## Record set:
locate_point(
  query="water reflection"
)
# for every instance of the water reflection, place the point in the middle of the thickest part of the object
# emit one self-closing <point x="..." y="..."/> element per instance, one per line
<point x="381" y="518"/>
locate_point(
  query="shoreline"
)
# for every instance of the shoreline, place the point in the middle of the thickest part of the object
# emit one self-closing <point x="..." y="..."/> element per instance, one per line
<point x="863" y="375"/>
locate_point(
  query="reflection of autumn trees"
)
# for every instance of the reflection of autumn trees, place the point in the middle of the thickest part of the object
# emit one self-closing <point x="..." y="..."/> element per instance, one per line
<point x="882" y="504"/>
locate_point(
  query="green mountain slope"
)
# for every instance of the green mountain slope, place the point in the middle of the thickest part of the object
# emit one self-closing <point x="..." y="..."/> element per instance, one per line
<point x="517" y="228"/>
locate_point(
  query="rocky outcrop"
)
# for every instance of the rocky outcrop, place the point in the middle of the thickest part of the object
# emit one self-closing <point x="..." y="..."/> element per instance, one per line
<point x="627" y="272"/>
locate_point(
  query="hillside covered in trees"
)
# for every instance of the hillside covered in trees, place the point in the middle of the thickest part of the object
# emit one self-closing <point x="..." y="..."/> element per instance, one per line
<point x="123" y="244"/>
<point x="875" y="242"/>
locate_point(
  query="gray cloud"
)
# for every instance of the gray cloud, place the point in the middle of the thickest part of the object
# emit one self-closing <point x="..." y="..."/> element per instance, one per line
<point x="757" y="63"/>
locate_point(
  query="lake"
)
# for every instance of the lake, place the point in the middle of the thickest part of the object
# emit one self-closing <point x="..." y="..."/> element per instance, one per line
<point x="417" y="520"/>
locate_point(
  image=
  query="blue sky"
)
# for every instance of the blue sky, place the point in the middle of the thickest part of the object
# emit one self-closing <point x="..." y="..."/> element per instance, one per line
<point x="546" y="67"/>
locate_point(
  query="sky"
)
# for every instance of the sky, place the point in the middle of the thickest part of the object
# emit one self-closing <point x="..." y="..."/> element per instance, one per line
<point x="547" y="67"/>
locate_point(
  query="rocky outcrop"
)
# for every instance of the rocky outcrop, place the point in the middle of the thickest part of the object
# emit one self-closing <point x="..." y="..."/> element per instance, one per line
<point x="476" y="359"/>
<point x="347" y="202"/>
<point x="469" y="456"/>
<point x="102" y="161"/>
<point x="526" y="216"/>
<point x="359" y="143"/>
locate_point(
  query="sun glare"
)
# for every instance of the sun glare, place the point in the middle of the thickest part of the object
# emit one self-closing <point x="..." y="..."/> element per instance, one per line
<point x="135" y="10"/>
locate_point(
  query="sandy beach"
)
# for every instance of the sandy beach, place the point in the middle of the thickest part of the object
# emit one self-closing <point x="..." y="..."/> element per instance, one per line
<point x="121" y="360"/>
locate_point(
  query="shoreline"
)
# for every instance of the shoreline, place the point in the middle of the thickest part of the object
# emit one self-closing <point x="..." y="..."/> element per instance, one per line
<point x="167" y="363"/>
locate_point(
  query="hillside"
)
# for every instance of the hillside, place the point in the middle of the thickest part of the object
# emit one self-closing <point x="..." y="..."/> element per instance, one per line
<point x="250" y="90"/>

## Task statement:
Everything in the listing above should be restated exactly.

## Exercise answer:
locate_point(
  query="water reflection"
)
# for every instance of the water reflection, place the point in the middle of the thickest part of the object
# emit one self-closing <point x="..." y="..."/> element per instance, one per line
<point x="381" y="518"/>
locate_point(
  query="shoreline"
)
# for every instance of the shoreline, place the point in the middle of the thickest part of the object
# emit one self-closing <point x="..." y="..."/> element per instance, one per line
<point x="863" y="375"/>
locate_point(
  query="reflection of autumn trees"
)
# for every instance of the reflection of autumn trees, place the point in the middle of the thickest part of the object
# emit one self-closing <point x="..." y="..."/> element per instance, one per line
<point x="882" y="504"/>
locate_point(
  query="green mountain slope"
)
# for every instance of the green mountain slope, place the point in the middle of the thickest part of the object
# emit one self-closing <point x="..." y="..."/> element per instance, one per line
<point x="517" y="228"/>
locate_point(
  query="rocky outcrop"
)
# for every instance of the rocky outcrop, place the point in the middle of the thickest part of the object
# emit one self-closing <point x="..." y="..."/> element per instance, one per line
<point x="627" y="272"/>
locate_point(
  query="hillside covered in trees"
)
# for every instance of the hillside covered in trees, place the point in the middle of the thickest part of the object
# emit one self-closing <point x="..." y="..."/> element per instance, one per line
<point x="123" y="244"/>
<point x="875" y="242"/>
locate_point(
  query="gray cloud"
)
# for every instance of the gray cloud, place the point in the middle of the thickest part of the object
# emit one self-closing <point x="..." y="..."/> element per instance, one per line
<point x="757" y="63"/>
locate_point(
  query="lake"
)
# for every instance of the lake, place the point in the middle of the thickest part of the object
# emit one self-closing <point x="..." y="..."/> element per instance, one per line
<point x="417" y="520"/>
locate_point(
  image=
  query="blue sky"
)
# for every instance of the blue sky, place the point in the middle of the thickest part of the object
# emit one self-closing <point x="..." y="..."/> element per instance, one per line
<point x="546" y="67"/>
locate_point(
  query="sky"
)
# for every instance of the sky, place the point in the middle of the thickest part of the object
# emit one self-closing <point x="..." y="..."/> element per instance, one per line
<point x="547" y="67"/>
locate_point(
  query="rocky outcrop"
)
# for every instance of the rocky outcrop, place the point in the middle of the thickest part of the object
# emit one self-closing <point x="..." y="..."/> element per instance, one per line
<point x="476" y="359"/>
<point x="347" y="202"/>
<point x="469" y="456"/>
<point x="102" y="161"/>
<point x="526" y="216"/>
<point x="359" y="143"/>
locate_point(
  query="sun glare"
)
# for every instance of the sun glare, place the point in the middle of the thickest part of the object
# emit one self-closing <point x="..." y="..."/> element per instance, one per line
<point x="135" y="10"/>
locate_point(
  query="sandy beach"
)
# for every instance of the sandy beach, place the point in the middle of the thickest part of the object
# emit one self-closing <point x="..." y="..."/> element per instance, one per line
<point x="121" y="360"/>
locate_point(
  query="shoreline"
)
# for every instance of the shoreline, place the point in the middle of the thickest part of the object
# emit one self-closing <point x="..." y="..."/> element per instance, one per line
<point x="167" y="363"/>
locate_point(
  query="hillside"
)
# for every instance of the hillside, place the point in the middle of the thickest part of the object
# emit one self-closing <point x="..." y="..."/> element per instance, one per line
<point x="250" y="90"/>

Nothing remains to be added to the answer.